> _PROVIDED PASSAGE_:
-- -- --
Having worked with college students on campus for more than 30 years, I offer these tips for those returning to Ole Miss and for those arriving here for the first time:
1. Go to class — and be on time. You’re paying a lot of tuition, so get your money’s worth. Pay attention in class. Don’t you hate the sound of crickets when no one responds to the professor’s question? Participate in class. This will improve your grade, impress your professor, and grow your self-confidence.
2. Introduce yourself to your professors so they get to know you. Tell your professor that you enjoy her/his class, whether you do or not. Find something complimentary to say. Google your professor. You’ll be surprised to learn that s/he likely has remarkable credentials.
3. Likewise, make friends with the students seated next to you in class. They are your resource for notes should you have to miss class, someone to study with, and someone who shares your anguish about the class. Get over your shyness. Your opening line to your fellow classmates could be, “Where you from?”
4. Take care of yourself. You are in charge of you now. Try to eat well and get enough sleep. I know you have FOMO, but pace yourself. However, if you feel yucky, don’t ignore your symptoms. After about two weeks into the semester, you’re probably gonna come down with whatever crud is being shared in your dorm, your apartment, or your classroom. Whining about how awful you feel will not make you better. Go to the Student Health Center or a nearby clinic. COVID-19 is still a real thing, and it will come for you even if you think you’re invincible. Take precautions. Wash your hands often! The doctors, nurses, and staff are well trained, but they don’t know the particulars about your insurance. Make sure you take your insurance cards and ID with you. If they prescribe medicine for you, get the prescription filled, and take it as instructed!
5. Look out for others. You know what I’m talking about. When someone has become unable to take care of themselves, make the effort to help get them home safely so they don’t come to harm. Hopefully, they would do the same for you. Click that Uber app on your phone. Be their hero!
6. Be in touch with your parents and your grandparents. The grandparents may be even more grateful to hear from you than your parents. You don’t have to hang on the phone for long conversations but a short text with an “I miss you and I love you” thrown in will make you and your folks feel good!
7. Check the local weather forecast. Have rain gear with you always. It doesn’t have to be fancy — a plastic disposable poncho works. Not only will an umbrella or rain jacket keep you dry, but it can also protect your computer, phone, books, etc.
-- -- --
> _INPUT DATA_:
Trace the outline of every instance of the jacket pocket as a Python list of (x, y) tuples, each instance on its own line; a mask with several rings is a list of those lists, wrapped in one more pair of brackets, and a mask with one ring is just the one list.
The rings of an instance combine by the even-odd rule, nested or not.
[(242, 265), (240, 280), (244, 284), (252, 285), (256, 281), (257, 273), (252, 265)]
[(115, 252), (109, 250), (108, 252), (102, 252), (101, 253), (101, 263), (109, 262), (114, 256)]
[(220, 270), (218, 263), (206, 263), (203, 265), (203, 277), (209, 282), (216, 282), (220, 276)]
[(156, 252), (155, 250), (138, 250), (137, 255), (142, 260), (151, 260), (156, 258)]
-- -- --
> _REQUIRED TASKS_:
**a)** Answer each question from the Ole Miss tips, one line per answer, marked (i), (ii), (iii):
(i) For how many years has the writer worked with college students on campus?
(ii) About how far into the semester does the writer expect you to come down with whatever crud is going around?
(iii) What should you take with you to the Student Health Center?
**b)** List every benefit of participating in class that the Ole Miss tips name.
**c)** Print the part of the Ole Miss tips starting with "5. Look out" and going on through "Be their hero!".

> _EXERCISE RESULTS_:
**a)**
(i) More than 30 years.
(ii) About two weeks.
(iii) Your insurance cards and ID.

**b)**
- Improves your grade
- Impresses your professor
- Grows your self-confidence

**c)**
5. Look out for others. You know what I’m talking about. When someone has become unable to take care of themselves, make the effort to help get them home safely so they don’t come to harm. Hopefully, they would do the same for you. Click that Uber app on your phone. Be their hero!